Malaysia Won’t Declare Emergency Over Polio For Now

The World Health Organization recently urged Malaysia and three other Southeast Asian countries to step up their game in polio eradication.

KUALA LUMPUR, Dec 27 — Malaysia does not currently plan to follow the World Health Organization’s (WHO) advice to declare a national public health emergency over polio.

As the polio outbreak is contained in Sabah, the Ministry of Health (MOH) said there is no need to have a nationwide state of emergency, which WHO had recommended Malaysia, the Philippines, Indonesia, and Myanmar to do so given outbreaks of the highly contagious disease this year.

However, MOH said this did not mean the ministry was snubbing the recommendations given by the public health agency of the United Nations (UN), noting it had stepped up its polio eradication methods in the East Malaysian state, as advised by the WHO.

An MOH spokesman added that while an emergency will not be declared at the national level, steps had been taken at the federal level at MOH to begin immediate work on containing the outbreak in Sabah, including purchasing polio vaccines, the use of which is the only way of preventing the disease from spreading.

The spokesman also spoke of increased efforts of polio investigations and immunisation coverage for children under the age of five in the peninsula that are in place.

Health director-general Dr Noor Hisham Abdullah announced on December 8 that a three-month-old Malaysian baby boy from Tuaran, Sabah, became the first reported polio case in Malaysia 27 years after the last case in 1992, and 19 years after Malaysia was declared polio-free in 2000.

Tests showed the boy was infected with a polio strain that shared genetic links with the virus detected in the Philippine cases, which has since reported an eighth case of polio. Sabah is the nearest Malaysian state to the Philippines.

In a statement last Friday, WHO said a state of emergency at the state and national levels for Malaysia should be declared for nine months with no reported infections, and until there is documentation of full application of high-quality eradication activities in all infected and high-risk areas.

WHO also noted that the outbreak of the polio virus strain in Malaysia among the cross-border population shared between Malaysia, the Philippines, and Indonesia, shows how such groups are often unreached by government immunisation programmes.

Responding to this, the MOH spokesman CodeBlue spoke to said the ministry has been working closely with the Sabah state government to provide polio vaccines to all children there, be they undocumented, foreign, or local, for free.

MOH has already vaccinated all children under the age of five in the vicinity of the Tuaran village where the polio case emerged from, and is now preparing to vaccinate all children in other nearby high-risk areas, following which the entire state will be vaccinated. The spokesman could not say how much this would cost the federal government.

SOURCE DATA

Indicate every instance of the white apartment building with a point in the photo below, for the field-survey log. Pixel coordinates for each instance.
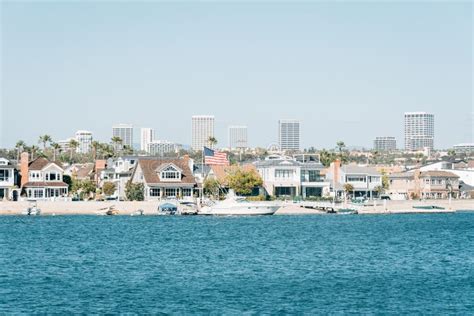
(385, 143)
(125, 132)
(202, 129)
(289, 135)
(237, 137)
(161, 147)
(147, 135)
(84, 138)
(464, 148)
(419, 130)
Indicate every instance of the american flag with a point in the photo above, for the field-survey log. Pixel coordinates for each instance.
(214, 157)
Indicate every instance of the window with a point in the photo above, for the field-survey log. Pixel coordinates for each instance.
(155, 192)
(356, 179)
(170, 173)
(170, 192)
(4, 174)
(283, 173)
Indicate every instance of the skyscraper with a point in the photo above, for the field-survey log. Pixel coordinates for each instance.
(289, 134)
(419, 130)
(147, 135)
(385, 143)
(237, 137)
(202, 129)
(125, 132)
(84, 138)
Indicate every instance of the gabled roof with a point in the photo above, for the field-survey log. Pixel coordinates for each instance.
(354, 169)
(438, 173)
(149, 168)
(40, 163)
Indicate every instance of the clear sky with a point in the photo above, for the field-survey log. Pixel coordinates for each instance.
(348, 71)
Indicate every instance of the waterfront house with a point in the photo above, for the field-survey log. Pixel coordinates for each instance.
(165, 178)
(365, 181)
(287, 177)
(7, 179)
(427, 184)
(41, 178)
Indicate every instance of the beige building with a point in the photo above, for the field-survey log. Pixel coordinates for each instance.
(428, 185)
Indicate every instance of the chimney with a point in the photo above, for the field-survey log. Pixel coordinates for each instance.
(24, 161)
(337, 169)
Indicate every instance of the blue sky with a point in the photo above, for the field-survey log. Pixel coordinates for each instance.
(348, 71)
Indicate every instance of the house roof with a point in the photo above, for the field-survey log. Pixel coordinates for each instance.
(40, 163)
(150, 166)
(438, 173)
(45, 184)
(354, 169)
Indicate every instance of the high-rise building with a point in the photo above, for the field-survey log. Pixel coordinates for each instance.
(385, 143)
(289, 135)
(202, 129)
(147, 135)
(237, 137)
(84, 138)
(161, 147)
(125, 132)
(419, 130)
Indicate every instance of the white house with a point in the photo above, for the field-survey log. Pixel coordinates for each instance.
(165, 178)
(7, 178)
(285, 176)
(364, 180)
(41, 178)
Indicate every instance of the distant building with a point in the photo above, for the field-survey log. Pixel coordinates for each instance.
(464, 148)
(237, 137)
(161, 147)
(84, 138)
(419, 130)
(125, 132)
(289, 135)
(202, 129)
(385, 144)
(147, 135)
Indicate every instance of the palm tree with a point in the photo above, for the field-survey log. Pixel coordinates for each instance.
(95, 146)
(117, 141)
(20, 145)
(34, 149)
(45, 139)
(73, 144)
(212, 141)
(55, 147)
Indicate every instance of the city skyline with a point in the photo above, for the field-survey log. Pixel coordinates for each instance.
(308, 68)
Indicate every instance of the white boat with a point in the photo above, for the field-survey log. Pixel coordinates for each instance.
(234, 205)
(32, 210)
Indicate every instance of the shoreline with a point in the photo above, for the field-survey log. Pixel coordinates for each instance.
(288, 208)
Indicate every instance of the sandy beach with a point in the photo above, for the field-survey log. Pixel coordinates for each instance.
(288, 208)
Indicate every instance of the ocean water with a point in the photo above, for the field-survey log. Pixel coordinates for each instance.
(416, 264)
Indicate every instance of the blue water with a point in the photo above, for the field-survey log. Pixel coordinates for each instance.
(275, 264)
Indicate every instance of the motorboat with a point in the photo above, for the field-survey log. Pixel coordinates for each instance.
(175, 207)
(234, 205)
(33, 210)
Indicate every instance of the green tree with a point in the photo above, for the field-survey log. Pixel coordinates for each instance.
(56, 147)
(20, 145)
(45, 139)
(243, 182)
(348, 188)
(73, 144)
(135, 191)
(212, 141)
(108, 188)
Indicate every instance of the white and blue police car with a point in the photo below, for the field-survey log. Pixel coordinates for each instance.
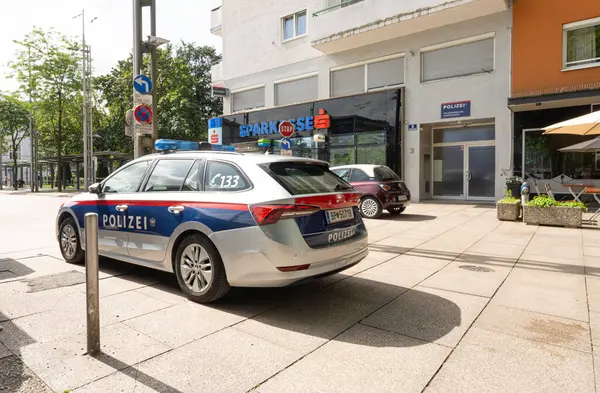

TASKS AND EXERCISES
1. According to the article on Malaysia's polio outbreak, in what year was Malaysia declared polio-free?
2. Please copy the article on Malaysia's polio outbreak from "As the polio" up to and including "disease this year.", swapping "nationwide" for "countrywide".
3. Carry on the article on Malaysia's polio outbreak from its final sentence.

ANSWER SECTION
1. 2000

2.
As the polio outbreak is contained in Sabah, the Ministry of Health (MOH) said there is no need to have a countrywide state of emergency, which WHO had recommended Malaysia, the Philippines, Indonesia, and Myanmar to do so given outbreaks of the highly contagious disease this year.

3.
“As a response to the outbreak, we have divided (our polio eradication efforts) into three phases. The first phase (includes providing an) immediate response to the outbreak where investigations, contact tracing, mopping up immunisation, enforcement and controls at the affected district (is carried out).

“Today we started phase two, that is (starting) Supplementary Immunisation Activities (SIA) at high-risk areas,” the spokesman said, adding that nine such districts have been identified so far.

The spokesman could not say if Malaysia would restrict at all departure points those who lack documentation of appropriate polio vaccination, or if it would ensure that residents and long-term residents (or those who stay in the country for more than four weeks) would receive polio vaccination, as recommended by the WHO.

Meanwhile, in a statement today, Dr Noor Hisham said all children under the age of five in Sabah will be given oral immunisation through the oral polio vaccine, or OPV, in line with international standard operating procedures in responding to a polio outbreak.

Dr Noor Hisham said the ongoing Sabah Polio Immunisation Campaign 2019/2020 aims to vaccinate all children below five-years-old with two OPV doses by June 2020. Four weeks must pass after the first OPV dose is administered before the second OPV dose.

However, he said children with low immunity levels such as cancer patients receiving chemotherapy, or those suffering from leukaemia or lymphoma, will not receive the OPV vaccine.

Some 114 volunteers have been tasked to provide information about polio and ensuring that parents and caretakers bring their children who are younger than five to get polio immunisation. They will also be going house-to-house to give the OPV to those children who are eligible for it.